Short exercise: List every line in the rows below that contains the string "water", copying each such line in full.

Provided data:
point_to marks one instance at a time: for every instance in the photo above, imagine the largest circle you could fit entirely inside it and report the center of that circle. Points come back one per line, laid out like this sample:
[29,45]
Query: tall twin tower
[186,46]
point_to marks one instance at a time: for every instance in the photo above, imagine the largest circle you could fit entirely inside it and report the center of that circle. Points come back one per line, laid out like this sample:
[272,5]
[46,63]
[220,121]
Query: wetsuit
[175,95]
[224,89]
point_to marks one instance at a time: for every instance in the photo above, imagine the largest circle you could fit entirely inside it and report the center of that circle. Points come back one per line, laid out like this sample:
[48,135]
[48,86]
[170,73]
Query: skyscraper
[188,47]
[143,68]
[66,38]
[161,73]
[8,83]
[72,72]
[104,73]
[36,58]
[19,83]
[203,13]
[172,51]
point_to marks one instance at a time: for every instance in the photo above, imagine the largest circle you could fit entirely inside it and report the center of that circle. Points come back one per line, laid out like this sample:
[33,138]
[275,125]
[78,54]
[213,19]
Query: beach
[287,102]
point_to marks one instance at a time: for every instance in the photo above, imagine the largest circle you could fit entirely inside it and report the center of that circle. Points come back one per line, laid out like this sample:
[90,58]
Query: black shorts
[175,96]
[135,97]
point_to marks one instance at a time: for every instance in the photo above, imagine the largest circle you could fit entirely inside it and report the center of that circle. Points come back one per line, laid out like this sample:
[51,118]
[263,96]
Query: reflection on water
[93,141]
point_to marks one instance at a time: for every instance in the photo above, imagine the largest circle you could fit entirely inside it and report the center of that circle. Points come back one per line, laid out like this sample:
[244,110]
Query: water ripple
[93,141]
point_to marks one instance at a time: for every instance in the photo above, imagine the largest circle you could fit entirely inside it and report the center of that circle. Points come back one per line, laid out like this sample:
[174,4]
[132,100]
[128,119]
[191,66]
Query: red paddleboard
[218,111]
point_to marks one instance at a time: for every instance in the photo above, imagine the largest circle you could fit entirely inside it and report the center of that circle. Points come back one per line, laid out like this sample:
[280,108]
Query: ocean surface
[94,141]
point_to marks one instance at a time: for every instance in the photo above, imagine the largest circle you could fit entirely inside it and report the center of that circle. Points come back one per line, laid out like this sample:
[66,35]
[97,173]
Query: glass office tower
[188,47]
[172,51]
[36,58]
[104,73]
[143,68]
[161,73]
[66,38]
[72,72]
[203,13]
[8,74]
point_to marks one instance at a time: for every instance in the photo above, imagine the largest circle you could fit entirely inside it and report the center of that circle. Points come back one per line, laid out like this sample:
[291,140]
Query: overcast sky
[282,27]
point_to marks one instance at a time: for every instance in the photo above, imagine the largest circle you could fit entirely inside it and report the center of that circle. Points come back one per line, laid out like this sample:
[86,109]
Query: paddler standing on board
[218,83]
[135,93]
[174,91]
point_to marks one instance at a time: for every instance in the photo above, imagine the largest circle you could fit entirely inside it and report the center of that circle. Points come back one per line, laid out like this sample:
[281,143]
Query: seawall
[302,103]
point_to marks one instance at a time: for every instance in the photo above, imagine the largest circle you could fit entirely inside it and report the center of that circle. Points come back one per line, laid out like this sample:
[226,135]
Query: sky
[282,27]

Output below:
Query: reflection on water
Query: water ripple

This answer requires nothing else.